# What you have to do:
Please reproduce every line of the records below word for word, keeping their original order.

--- Start Data entries ---

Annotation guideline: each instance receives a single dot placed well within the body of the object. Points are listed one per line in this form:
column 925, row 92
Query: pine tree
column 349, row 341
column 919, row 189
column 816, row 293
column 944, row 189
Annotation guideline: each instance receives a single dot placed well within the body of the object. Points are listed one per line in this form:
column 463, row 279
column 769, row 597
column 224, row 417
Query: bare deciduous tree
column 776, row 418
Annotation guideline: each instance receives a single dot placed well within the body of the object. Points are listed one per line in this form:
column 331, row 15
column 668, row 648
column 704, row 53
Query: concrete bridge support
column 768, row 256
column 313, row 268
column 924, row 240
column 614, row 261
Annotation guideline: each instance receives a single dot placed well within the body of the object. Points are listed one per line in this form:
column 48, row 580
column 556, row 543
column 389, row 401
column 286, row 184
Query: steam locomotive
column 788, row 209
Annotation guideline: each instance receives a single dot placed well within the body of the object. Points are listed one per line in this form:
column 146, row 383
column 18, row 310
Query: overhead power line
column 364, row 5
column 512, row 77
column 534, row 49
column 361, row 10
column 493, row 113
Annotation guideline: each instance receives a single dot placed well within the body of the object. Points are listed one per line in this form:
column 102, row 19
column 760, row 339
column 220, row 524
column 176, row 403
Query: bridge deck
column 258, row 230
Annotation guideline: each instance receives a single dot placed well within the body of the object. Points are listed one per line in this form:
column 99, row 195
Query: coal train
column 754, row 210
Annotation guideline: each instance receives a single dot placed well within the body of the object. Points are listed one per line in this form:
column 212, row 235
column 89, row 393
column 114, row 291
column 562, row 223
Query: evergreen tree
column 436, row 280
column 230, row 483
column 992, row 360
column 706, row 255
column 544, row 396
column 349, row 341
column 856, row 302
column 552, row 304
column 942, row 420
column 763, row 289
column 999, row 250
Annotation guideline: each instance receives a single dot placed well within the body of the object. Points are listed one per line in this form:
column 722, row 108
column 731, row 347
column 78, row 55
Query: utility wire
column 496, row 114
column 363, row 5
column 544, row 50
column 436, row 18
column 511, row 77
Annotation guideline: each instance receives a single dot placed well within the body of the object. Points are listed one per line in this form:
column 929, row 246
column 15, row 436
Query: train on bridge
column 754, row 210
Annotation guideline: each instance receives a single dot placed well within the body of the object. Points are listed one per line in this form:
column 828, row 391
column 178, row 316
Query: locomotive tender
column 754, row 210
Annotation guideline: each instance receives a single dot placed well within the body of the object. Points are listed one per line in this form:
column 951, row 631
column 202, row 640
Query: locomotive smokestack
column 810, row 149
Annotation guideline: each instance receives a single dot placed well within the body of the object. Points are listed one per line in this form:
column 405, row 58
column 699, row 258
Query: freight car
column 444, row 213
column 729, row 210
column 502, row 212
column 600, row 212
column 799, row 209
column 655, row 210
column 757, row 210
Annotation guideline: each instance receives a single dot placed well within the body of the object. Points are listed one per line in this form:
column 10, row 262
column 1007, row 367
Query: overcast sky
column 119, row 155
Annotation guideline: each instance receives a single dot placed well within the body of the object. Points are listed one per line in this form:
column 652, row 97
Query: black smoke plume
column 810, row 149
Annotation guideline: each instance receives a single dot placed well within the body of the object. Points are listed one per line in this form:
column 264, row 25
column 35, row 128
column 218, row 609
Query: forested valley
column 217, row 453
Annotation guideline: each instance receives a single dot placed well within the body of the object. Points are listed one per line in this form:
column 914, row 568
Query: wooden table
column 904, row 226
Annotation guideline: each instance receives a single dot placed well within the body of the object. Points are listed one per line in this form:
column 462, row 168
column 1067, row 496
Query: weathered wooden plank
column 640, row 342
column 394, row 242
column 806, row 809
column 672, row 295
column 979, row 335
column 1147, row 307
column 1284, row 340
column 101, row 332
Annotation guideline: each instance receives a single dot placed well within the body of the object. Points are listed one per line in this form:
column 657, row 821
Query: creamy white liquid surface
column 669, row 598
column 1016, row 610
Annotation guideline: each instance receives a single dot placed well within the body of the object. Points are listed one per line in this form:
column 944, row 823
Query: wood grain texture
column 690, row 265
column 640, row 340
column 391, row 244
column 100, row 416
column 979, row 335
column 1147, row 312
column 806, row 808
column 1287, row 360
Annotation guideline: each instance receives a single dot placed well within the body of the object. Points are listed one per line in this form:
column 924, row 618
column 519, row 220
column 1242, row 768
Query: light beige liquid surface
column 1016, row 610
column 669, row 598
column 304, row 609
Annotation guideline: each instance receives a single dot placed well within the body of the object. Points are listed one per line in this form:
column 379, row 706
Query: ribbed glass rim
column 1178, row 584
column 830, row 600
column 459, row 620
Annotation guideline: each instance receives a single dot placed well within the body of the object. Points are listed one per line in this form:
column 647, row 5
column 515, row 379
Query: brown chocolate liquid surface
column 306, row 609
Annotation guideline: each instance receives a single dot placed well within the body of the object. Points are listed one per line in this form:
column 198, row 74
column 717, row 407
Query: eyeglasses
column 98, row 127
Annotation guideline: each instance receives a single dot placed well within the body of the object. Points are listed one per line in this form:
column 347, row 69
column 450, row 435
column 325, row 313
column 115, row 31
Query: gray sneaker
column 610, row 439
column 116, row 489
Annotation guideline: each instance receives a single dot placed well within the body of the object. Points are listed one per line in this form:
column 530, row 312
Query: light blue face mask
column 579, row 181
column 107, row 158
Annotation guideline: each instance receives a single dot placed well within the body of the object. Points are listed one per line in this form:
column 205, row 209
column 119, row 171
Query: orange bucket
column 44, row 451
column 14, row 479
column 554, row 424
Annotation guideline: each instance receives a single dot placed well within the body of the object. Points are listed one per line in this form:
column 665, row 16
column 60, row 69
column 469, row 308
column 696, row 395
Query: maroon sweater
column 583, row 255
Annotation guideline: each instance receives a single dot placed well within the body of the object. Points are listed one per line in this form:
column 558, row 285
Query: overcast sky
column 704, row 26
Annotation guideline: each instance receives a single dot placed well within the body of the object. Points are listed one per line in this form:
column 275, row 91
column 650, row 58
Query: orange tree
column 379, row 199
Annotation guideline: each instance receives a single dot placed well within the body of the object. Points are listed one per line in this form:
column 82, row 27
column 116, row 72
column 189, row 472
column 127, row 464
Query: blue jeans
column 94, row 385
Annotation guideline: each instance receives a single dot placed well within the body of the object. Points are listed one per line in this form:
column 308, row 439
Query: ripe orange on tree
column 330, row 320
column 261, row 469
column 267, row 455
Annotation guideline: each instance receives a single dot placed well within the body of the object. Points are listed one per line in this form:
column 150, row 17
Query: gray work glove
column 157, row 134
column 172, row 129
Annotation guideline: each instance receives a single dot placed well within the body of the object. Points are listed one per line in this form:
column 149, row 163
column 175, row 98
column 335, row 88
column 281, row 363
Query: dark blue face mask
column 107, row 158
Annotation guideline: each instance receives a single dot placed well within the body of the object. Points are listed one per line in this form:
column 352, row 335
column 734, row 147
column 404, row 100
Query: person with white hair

--- End Data entries ---

# Task result:
Annotation guideline: each instance receives a single dot placed well within the body of the object. Points are listed one per line in this form:
column 925, row 92
Query: pine tree
column 349, row 341
column 919, row 189
column 816, row 293
column 944, row 189
Annotation guideline: each instance receives a single dot placed well within the body of the object. Points are listed one per line in this form:
column 463, row 279
column 769, row 597
column 224, row 417
Query: bare deciduous tree
column 776, row 418
Annotation guideline: each instance receives a single dot placed well within the body of the object. Points are listed one per line in this form:
column 331, row 15
column 668, row 648
column 704, row 53
Query: concrete bridge support
column 768, row 256
column 313, row 268
column 924, row 240
column 614, row 261
Annotation guideline: each instance receives a single dot placed well within the body of the object. Points are listed one per line in this form:
column 48, row 580
column 556, row 543
column 389, row 401
column 286, row 184
Query: steam locomotive
column 788, row 209
Annotation guideline: each instance receives a single dot placed well within the body of the object. Points are listed one per line in this form:
column 146, row 383
column 18, row 310
Query: overhead power line
column 364, row 5
column 512, row 77
column 534, row 49
column 361, row 10
column 493, row 113
Annotation guideline: each instance receives a single dot placed well within the body of the object. Points are listed one per line in this form:
column 102, row 19
column 760, row 339
column 220, row 524
column 176, row 403
Query: bridge deck
column 258, row 230
Annotation guideline: each instance receives a single dot placed well within the body of the object. Points are listed one per line in this form:
column 99, row 195
Query: coal train
column 754, row 210
Annotation guideline: each instance receives a single dot placed well within the body of the object. Points are listed one per line in this form:
column 212, row 235
column 89, row 393
column 114, row 291
column 562, row 223
Query: evergreen tree
column 436, row 280
column 230, row 483
column 992, row 360
column 706, row 255
column 544, row 396
column 349, row 341
column 856, row 302
column 552, row 304
column 942, row 420
column 763, row 289
column 999, row 250
Annotation guideline: each instance receives a single dot placed well within the body of the object. Points are listed one per line in this form:
column 722, row 108
column 731, row 347
column 78, row 55
Query: utility wire
column 496, row 114
column 363, row 5
column 544, row 50
column 436, row 18
column 511, row 77
Annotation guideline: each instance receives a single dot placed well within the body of the object. Points are listed one per line in this form:
column 929, row 246
column 15, row 436
Query: train on bridge
column 754, row 210
Annotation guideline: each instance receives a single dot placed well within the body of the object. Points are listed one per line in this form:
column 828, row 391
column 178, row 316
Query: locomotive tender
column 754, row 210
Annotation guideline: each instance receives a single dot placed well within the body of the object. Points are listed one per line in this form:
column 951, row 631
column 202, row 640
Query: locomotive smokestack
column 810, row 149
Annotation guideline: each instance receives a single dot placed well within the body of the object. Points are listed one per line in this form:
column 405, row 58
column 699, row 258
Query: freight car
column 444, row 213
column 729, row 210
column 502, row 212
column 600, row 212
column 799, row 209
column 655, row 210
column 757, row 210
Annotation guideline: each instance receives a single dot placed well within the body of the object. Points are listed one per line in this form:
column 10, row 262
column 1007, row 367
Query: overcast sky
column 119, row 155
Annotation guideline: each instance receives a single dot placed well within the body of the object. Points are listed one per line in this form:
column 652, row 97
Query: black smoke plume
column 810, row 149
Annotation guideline: each instance receives a single dot placed well within the body of the object. Points are listed one per line in this form:
column 264, row 25
column 35, row 128
column 218, row 609
Query: forested valley
column 217, row 453
Annotation guideline: each instance receives a single dot placed well within the body of the object. Points are listed one per line in this form:
column 914, row 568
Query: wooden table
column 904, row 226
Annotation guideline: each instance receives a single dot placed well within the body of the object. Points are listed one per line in this form:
column 462, row 168
column 1067, row 496
Query: weathered wooden plank
column 640, row 342
column 394, row 242
column 806, row 809
column 672, row 295
column 979, row 335
column 1147, row 307
column 1284, row 340
column 101, row 332
Annotation guideline: each instance receives a single dot placed well within the body of the object. Points are listed one per line in this form:
column 657, row 821
Query: creamy white liquid surface
column 669, row 598
column 1016, row 610
Annotation guideline: each instance receives a single dot placed well within the body of the object. Points are listed one per line in this form:
column 944, row 823
Query: wood grain texture
column 690, row 265
column 640, row 340
column 391, row 244
column 100, row 416
column 979, row 335
column 1147, row 312
column 806, row 808
column 1287, row 360
Annotation guideline: each instance receives a single dot placed well within the body of the object. Points are listed one per line in this form:
column 924, row 618
column 519, row 220
column 1242, row 768
Query: light beige liquid surface
column 1016, row 610
column 669, row 598
column 304, row 609
Annotation guideline: each instance receives a single dot placed well within the body of the object. Points are listed one per line in this form:
column 379, row 706
Query: ribbed glass rim
column 1178, row 584
column 830, row 600
column 459, row 620
Annotation guideline: each instance receives a single dot placed well within the body of the object. Points are listed one per line in this form:
column 647, row 5
column 515, row 379
Query: brown chocolate liquid surface
column 306, row 609
Annotation guideline: each instance receives a single dot placed well within the body of the object. Points are listed one per line in this form:
column 198, row 74
column 717, row 407
Query: eyeglasses
column 98, row 127
Annotation guideline: each instance receives a single dot placed well within the body of the object. Points are listed one per line in this form:
column 347, row 69
column 450, row 435
column 325, row 313
column 115, row 31
Query: gray sneaker
column 610, row 439
column 116, row 489
Annotation guideline: each instance receives a single dot placed well within the body of the object. Points are listed one per line in this form:
column 530, row 312
Query: light blue face mask
column 579, row 181
column 107, row 158
Annotation guideline: each instance receives a single dot placed well within the body of the object. Points are listed one per line in this form:
column 205, row 209
column 119, row 171
Query: orange bucket
column 44, row 451
column 14, row 479
column 554, row 424
Annotation guideline: each instance receives a single dot placed well within the body of the object. Points are listed one per line in this form:
column 665, row 16
column 60, row 69
column 469, row 308
column 696, row 395
Query: maroon sweater
column 583, row 255
Annotation guideline: each instance receives a single dot placed well within the body of the object. Points are listed one per line in this form:
column 558, row 285
Query: overcast sky
column 704, row 26
Annotation guideline: each instance receives a single dot placed well within the body of the object. Points are listed one per line in this form:
column 275, row 91
column 650, row 58
Query: orange tree
column 379, row 199
Annotation guideline: each instance receives a single dot placed well within the body of the object. Points are listed one per line in this form:
column 82, row 27
column 116, row 72
column 189, row 472
column 127, row 464
Query: blue jeans
column 94, row 385
Annotation guideline: each instance receives a single dot placed well within the body of the object. Points are listed one per line in this form:
column 308, row 439
Query: ripe orange on tree
column 330, row 320
column 261, row 469
column 267, row 455
Annotation guideline: each instance receives a single dot placed well within the body of the object. Points are listed one per line in this form:
column 150, row 17
Query: gray work glove
column 157, row 134
column 172, row 129
Annotation guideline: each instance receives a single dot placed well within the body of the object. Points are listed one per line in this form:
column 149, row 163
column 175, row 98
column 335, row 88
column 281, row 363
Query: dark blue face mask
column 107, row 158
Annotation guideline: each instance receives a single dot placed well within the body of the object. Points are listed one per line in this form:
column 352, row 335
column 734, row 147
column 404, row 100
Query: person with white hair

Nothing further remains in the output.